> SOURCE PASSAGE
--- Start ---
Until 1943 Chairman Mao did not give a monkey’s about Taiwan. Neither did the United States. The official Chinese Communist Party (CCP) position saw Taiwan as a ‘weak and small nationality’ distinct from China.
In 1936 the famous ‘fellow-traveller’, Edgar Snow, interviewed Mao Zedong for the China Weekly Review and asked, ‘Is it the immediate task of the Chinese people to regain all the territories lost to Japan?’. Mao’s answer was instructive and clear: ‘If the Koreans wish to break away from the chains of Japanese imperialism, we will extend them our enthusiastic help in their struggle for independence. The same things apply to Formosa (Taiwan).’
The CCP position changed diametrically after the November 1943 Cairo Conference. Here the US President Franklin D. Roosevelt and British Prime Minister Winston Churchill acceded to China’s leader Chiang Kai-Shek’s demand for the recovery of Taiwan. Following their defeat in the First Sino-Japanese War, in 1895 China handed over Taiwan to Japan at the Treaty of Shimonoseki. At this point Japan had ruled Taiwan for almost 50 years. By comparison Qing dynasty China had ruled Taiwan as a province for just 8 years.
--- End ---
> COLLECTED DATA
--- Start ---
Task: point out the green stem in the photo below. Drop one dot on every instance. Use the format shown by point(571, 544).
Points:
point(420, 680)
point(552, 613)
--- End ---
> TASK INSTRUCTIONS
1. In the passage on Mao and Taiwan, shorten the paragraph that begins "The CCP position changed diametrically" while keeping its main facts.
2. Extend the passage on Mao and Taiwan past its final sentence.

> ANSWER SET
1. The CCP reversed its position after the November 1943 Cairo Conference, where Roosevelt and Churchill agreed to Chiang Kai-Shek's demand that China recover Taiwan. China had lost Taiwan to Japan in 1895 under the Treaty of Shimonoseki, after its defeat in the First Sino-Japanese War. Japan had therefore ruled Taiwan for almost 50 years, while Qing China had governed it as a province for only 8.

2.
For most of Taiwan’s known history, it’s relationship with China had been decidedly tenuous. Taiwan’s first colonial rulers were the Dutch not the Chinese. When the Dutch East India company arrived there in 1624, they found that the mountainous, Switzerland sized island was inhabited by aboriginal tribes. The CCP’s description of Taiwan as a ‘forever’ part of China is a fake post-war narrative.
The Qing’s interest in the island only picked up when remnants of the Ming dynasty washed up there; not a dissimilar fate to that of Chiang Kai-shek who removed himself to Taiwan in 1949 after his nationalist (Kuomintang) civil war defeat to Mao’s communists. In exile Chiang started to turn Taiwan, the Republic of China (ROC), into the fortress that it is today. For Mao and his successors, getting control of Taiwan is the unfinished business of the civil war.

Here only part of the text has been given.